#### Текст для чтения
Перспектива успешного мерчендайзинга начинает менять мышление создателей фильмов в пользу включения в их структуру product placement – тех товаров, которые потенциально должны быть проданы после выхода произведений. Это касается не только определенных вещей, вроде часов Omega у Джеймса Бонда или костюмов от Prada у героев «Дьявол носит Prada», но даже саундтреков, которые порой становятся хитами еще до выхода фильма. Это приводит к тому, что с конца 1970‑х начинают образовываться фирмы product placement, которые занимаются тем, что специально продают товары через посредство голливудских картин. К 1986 году таких фирм в Голливуде насчитывалось уже более двадцати пяти.
В 1997 году, в честь двадцатилетнего юбилея, спецэффекты «Звездных войн» подверглись обновлению при помощи новых компьютерных технологий. В условиях «корпоративного авторства» вмешательство технологических специалистов нового поколения вполне логично. Кстати, стоит отметить, что Дукстра руководил командой постановщиков спецэффектов только на первом фильме (у него было много разногласий с Лукасом, который непосредственно контролировал создание эффектов), в следующих картинах команды менялись, однако сохранялась студия Industrial Light & Magic. Это показательно, ибо не один человек, а студия сама диктовала стиль. Причем не только для «Звездных войн», но для фантастического кино в целом. Этот стиль, основанный на идее показа чудесного существа как «настоящего, живого», сохранялся вплоть до революции «Матрицы», приведшей к утверждению алгоритма, заданного командой мастера спецэффектов Джона Гаеты.
########
» **Задания**:
- a) Определите, соответствуют ли тексту для чтения утверждения (i), (ii) и (iii). На каждое ответьте «да» или «нет» и приведите точную цитату из текста, которая это подтверждает. (i) К 1986 году в Голливуде действовало более двадцати пяти фирм product placement. (ii) Дукстра руководил командой постановщиков спецэффектов на всех фильмах «Звездных войн». (iii) Спецэффекты «Звездных войн» обновили в 1997 году с помощью новых компьютерных технологий.
- b) Согласно тексту для чтения, какая студия оставалась неизменной, хотя команды постановщиков спецэффектов в следующих картинах менялись?
#### Исходные данные
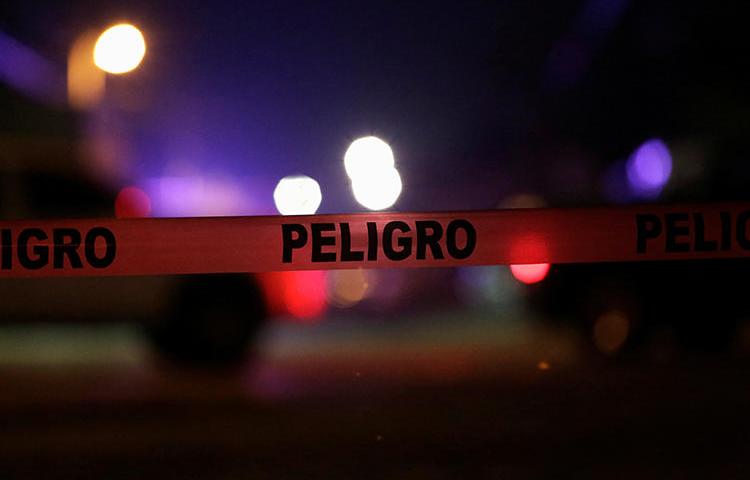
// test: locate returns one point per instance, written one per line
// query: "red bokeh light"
########
» **Ответы к заданиям**:
- a)
(i) Да: «К 1986 году таких фирм в Голливуде насчитывалось уже более двадцати пяти».
(ii) Нет: «Дукстра руководил командой постановщиков спецэффектов только на первом фильме».
(iii) Да: «В 1997 году, в честь двадцатилетнего юбилея, спецэффекты «Звездных войн» подверглись обновлению при помощи новых компьютерных технологий».

- b) Студия Industrial Light & Magic.